[WORK ORDER] Skip all lines in the entries below that come before the one containing "tall cypress tree". Repeat that line and the rest exactly.

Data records
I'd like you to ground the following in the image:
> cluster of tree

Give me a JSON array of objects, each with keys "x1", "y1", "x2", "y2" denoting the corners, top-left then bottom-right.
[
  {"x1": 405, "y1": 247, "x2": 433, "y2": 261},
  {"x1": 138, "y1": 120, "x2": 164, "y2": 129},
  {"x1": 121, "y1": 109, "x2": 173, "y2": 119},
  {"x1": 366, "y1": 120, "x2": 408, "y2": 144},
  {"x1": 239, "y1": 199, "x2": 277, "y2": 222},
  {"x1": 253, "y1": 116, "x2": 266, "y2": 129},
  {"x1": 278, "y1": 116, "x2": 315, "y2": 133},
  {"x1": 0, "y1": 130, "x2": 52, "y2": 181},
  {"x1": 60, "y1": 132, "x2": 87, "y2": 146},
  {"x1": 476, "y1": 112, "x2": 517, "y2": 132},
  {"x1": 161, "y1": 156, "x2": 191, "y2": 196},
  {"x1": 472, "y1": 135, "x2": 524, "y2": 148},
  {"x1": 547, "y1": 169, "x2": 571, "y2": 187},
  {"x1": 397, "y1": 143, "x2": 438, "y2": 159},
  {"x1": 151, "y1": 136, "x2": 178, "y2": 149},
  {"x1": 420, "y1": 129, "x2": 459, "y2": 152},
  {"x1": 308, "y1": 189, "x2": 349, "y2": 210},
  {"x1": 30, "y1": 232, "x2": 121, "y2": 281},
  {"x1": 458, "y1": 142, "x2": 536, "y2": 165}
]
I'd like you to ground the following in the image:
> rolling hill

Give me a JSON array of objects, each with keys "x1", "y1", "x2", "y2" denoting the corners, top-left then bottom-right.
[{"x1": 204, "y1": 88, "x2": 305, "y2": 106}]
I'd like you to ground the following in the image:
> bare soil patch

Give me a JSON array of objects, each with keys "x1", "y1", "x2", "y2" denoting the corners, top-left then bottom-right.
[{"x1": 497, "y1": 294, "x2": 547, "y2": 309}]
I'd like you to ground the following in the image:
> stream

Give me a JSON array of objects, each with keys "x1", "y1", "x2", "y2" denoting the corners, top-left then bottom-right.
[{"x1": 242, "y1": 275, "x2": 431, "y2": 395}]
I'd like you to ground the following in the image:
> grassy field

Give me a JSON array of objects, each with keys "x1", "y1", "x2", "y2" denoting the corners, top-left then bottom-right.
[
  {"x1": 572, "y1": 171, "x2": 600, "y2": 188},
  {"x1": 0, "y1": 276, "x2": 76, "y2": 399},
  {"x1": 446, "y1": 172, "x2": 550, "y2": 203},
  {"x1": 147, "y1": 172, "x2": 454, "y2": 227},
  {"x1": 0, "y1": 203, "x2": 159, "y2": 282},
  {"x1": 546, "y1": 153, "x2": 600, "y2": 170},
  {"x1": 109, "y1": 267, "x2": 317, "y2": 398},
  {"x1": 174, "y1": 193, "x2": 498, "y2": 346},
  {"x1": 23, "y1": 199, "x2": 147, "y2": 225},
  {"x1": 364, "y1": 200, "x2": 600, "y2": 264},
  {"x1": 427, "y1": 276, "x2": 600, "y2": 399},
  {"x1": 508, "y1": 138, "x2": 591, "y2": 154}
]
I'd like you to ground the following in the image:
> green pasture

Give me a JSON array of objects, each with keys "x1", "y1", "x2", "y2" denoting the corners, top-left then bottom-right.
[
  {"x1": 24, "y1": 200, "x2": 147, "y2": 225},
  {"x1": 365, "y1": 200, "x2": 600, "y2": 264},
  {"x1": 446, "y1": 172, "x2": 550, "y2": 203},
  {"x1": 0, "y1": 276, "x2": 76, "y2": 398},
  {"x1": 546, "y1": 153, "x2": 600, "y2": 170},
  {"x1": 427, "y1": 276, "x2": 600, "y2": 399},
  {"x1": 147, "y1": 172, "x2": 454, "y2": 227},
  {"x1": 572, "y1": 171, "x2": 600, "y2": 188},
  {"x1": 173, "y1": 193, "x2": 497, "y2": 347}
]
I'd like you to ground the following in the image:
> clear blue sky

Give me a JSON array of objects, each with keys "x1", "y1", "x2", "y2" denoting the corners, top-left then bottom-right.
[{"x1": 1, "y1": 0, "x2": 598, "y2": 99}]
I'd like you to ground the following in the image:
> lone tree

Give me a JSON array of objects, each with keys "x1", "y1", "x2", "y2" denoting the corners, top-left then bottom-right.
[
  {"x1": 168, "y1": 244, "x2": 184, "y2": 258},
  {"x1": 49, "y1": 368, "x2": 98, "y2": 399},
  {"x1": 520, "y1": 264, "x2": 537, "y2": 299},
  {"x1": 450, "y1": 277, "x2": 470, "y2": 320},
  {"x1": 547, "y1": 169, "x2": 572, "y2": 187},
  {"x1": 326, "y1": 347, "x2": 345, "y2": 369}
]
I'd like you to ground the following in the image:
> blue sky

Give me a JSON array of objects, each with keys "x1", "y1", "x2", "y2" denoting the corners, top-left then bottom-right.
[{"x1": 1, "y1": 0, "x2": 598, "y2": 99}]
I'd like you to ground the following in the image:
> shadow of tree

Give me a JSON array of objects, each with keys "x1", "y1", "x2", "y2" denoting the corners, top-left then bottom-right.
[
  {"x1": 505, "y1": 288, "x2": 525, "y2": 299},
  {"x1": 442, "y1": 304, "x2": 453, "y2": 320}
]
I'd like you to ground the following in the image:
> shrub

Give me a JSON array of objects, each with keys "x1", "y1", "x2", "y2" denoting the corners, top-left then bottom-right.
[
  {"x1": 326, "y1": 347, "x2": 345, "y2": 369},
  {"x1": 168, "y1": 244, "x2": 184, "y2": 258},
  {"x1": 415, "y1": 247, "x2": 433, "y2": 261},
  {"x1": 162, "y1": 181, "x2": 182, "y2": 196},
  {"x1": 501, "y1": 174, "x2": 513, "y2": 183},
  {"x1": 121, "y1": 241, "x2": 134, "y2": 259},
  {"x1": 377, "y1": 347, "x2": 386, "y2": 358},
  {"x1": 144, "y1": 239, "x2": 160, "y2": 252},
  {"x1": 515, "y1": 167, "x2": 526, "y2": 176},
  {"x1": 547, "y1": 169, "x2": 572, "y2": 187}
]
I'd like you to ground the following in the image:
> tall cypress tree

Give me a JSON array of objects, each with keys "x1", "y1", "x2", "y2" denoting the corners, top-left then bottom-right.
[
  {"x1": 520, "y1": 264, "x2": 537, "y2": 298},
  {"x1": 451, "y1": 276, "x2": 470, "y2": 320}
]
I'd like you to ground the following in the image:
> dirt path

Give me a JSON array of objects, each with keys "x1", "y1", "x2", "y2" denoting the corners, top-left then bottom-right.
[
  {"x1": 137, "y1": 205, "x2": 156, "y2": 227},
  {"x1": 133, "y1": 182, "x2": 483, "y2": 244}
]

[EXERCISE RESPONSE]
> tall cypress tree

Give me a JSON array of objects, each with keys "x1", "y1", "x2", "y2" denoting the corners, top-left then bottom-right.
[
  {"x1": 520, "y1": 264, "x2": 537, "y2": 298},
  {"x1": 451, "y1": 276, "x2": 470, "y2": 320}
]
I'd like you to ground the following in the image:
> dirt path

Give me a JSON array of objects, each with keys "x1", "y1", "x2", "y2" denoting the corners, top-left then bottom-right.
[
  {"x1": 137, "y1": 205, "x2": 156, "y2": 227},
  {"x1": 133, "y1": 182, "x2": 483, "y2": 244}
]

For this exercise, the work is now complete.